[Saved entries]
-- Opening Marker --

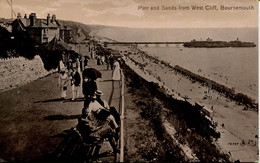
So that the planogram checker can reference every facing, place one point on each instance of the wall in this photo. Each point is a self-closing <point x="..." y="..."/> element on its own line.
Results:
<point x="20" y="71"/>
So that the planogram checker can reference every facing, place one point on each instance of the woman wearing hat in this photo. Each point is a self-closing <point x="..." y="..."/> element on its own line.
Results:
<point x="116" y="71"/>
<point x="62" y="82"/>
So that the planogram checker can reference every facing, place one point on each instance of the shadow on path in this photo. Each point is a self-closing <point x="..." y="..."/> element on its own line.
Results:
<point x="61" y="117"/>
<point x="60" y="99"/>
<point x="108" y="80"/>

-- Closing Marker --

# [Try it]
Without including the pictures, copy all of the data exactly.

# [Answer section]
So that the planogram checker can reference every facing, place one point on each instance of the wall in this photo. Each point is a self-closing <point x="..." y="..."/> element on its own line.
Results:
<point x="20" y="71"/>
So that the planogram checker can reference every facing, place one point on each instance of the woman wearing hat in this photo. Each point is a self-closing <point x="..." y="..."/> element on its own line.
Results:
<point x="116" y="71"/>
<point x="62" y="82"/>
So that the planogram checker can reference every facing, place one point on each instance of the shadow on path in this photo. Each point is a self-closing <point x="..." y="..."/> element on its own line.
Results:
<point x="61" y="117"/>
<point x="60" y="99"/>
<point x="108" y="80"/>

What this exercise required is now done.